Input rows.
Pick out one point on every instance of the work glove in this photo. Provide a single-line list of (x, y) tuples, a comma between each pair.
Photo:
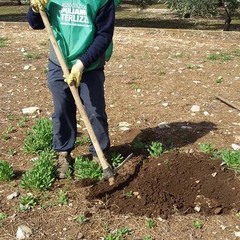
[(38, 5), (76, 74)]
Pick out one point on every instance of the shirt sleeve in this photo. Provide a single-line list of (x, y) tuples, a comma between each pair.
[(104, 24), (34, 19)]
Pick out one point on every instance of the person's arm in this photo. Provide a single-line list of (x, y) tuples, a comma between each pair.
[(104, 32), (34, 19)]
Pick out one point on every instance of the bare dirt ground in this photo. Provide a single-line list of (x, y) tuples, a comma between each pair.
[(154, 76)]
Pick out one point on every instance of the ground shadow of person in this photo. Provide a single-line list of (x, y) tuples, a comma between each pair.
[(172, 136)]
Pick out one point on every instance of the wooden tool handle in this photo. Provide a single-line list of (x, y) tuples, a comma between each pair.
[(75, 93)]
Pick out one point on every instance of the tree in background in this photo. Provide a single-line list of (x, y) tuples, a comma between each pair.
[(205, 8)]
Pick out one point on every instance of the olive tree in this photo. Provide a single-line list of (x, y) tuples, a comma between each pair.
[(204, 8)]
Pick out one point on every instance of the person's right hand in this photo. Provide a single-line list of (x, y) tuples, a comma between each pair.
[(38, 5)]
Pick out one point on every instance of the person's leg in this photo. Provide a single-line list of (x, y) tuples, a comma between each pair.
[(92, 95), (64, 116), (64, 119)]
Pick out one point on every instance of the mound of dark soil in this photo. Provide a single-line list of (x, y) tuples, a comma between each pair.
[(174, 183)]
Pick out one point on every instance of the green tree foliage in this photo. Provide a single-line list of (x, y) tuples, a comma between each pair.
[(205, 8)]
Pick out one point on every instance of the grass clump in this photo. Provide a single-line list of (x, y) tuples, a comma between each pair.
[(85, 169), (231, 158), (3, 42), (116, 159), (28, 201), (39, 138), (42, 175), (6, 171), (3, 216)]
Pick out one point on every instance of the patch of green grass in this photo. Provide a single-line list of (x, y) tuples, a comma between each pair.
[(129, 194), (42, 175), (155, 149), (6, 171), (138, 144), (85, 169), (32, 55), (28, 201), (81, 219), (39, 138), (190, 66), (197, 224), (3, 42), (231, 158), (220, 56), (116, 159), (12, 152)]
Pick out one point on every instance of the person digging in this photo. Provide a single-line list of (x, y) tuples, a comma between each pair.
[(84, 32)]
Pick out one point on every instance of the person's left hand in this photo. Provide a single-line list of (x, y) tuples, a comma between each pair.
[(76, 74), (38, 5)]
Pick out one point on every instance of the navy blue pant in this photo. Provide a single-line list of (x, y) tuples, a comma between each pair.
[(91, 92)]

Task brief. Return every line of the records exactly as given, pictures excluded.

Solution for this exercise.
Pick out one point on every instance of the work glove in this photo. Provide a single-line list of (x, y) tuples, a comma between each pair.
Photo:
[(38, 5), (76, 74)]
Pick out one point on every instance of the shirt sleeve in this photo. Provide a single-line list of (x, y) tuples, a comma between each pair.
[(104, 24), (34, 19)]
Pick out one point on every instance of the person's arm in this photo. Provide a single-line list of (x, y) tuples, a comma between each pair.
[(104, 32), (34, 19)]
Pick out one point on every instance of the bare dirt ground in this photo. Provide a single-line list of (x, y) tuples, a comma between each pair.
[(154, 76)]
Pick out one point on every instance of the ground shadow of person in this photo. Provide a single-line list of (x, y) tuples, a comma between each pair.
[(172, 136)]
Pick out one point on every instance of the wooden tool handle in this photo. Provide a single-line list of (x, y) tuples, a comma between each pair.
[(75, 93)]
Pick out one point on every instance of the tree in background in this photo. Provide a single-line list of (x, y) tuples, a comma between each pair.
[(205, 8)]
Pick out one point on every instance of the olive tree in this photo. Provide a single-line list of (x, y) tuples, a comma between each pair.
[(204, 8)]
Pick out one point on every instance of the person's right hand in this photo. Provide a single-line list of (x, y) tuples, a comma between each pair.
[(38, 5)]
Pick out one point on every instance of the person's leg in this photo. Provide a single-line list of (x, y) tuples, a comma between each pair.
[(92, 95), (64, 116), (64, 119)]
Pick out one point on every instance of the mound of dark soil in this photo. Provide a single-line list of (x, y) tuples, a comma between each pair.
[(174, 183)]
Pick out one point on every instance of the green tree foliage in this photo. Provide a single-line list of (x, y) tuples, a comma between each pair.
[(205, 8)]
Pick out one point on every instance of the grass clump in this photo. Provide a single-line list of (x, y) tuples, a comma between each pair.
[(85, 169), (231, 158), (3, 42), (116, 159), (28, 201), (39, 138), (42, 175), (6, 171), (3, 216)]
Pick out one point on every instance of the patch of green grass in this photo. Provide a single-line list of (x, y) tuples, a comma between each pair.
[(129, 194), (42, 175), (155, 149), (6, 171), (138, 144), (85, 169), (32, 55), (28, 201), (81, 219), (39, 138), (190, 66), (197, 224), (3, 42), (231, 158), (220, 56), (116, 159), (12, 152)]
Pick out one point on every instance of the person digging in this photo. Provide a single-line list of (x, y) tuples, a comma between each pair.
[(84, 32)]
Pick out one point on every instance of the person's left hand in this photo. Provide a single-line list of (x, y) tuples, a comma between each pair.
[(76, 74), (38, 5)]
Pick out one point on every instance of the navy blue pant in this photo. Provide a single-line list of (x, y) tuples, a comma between each pair.
[(91, 92)]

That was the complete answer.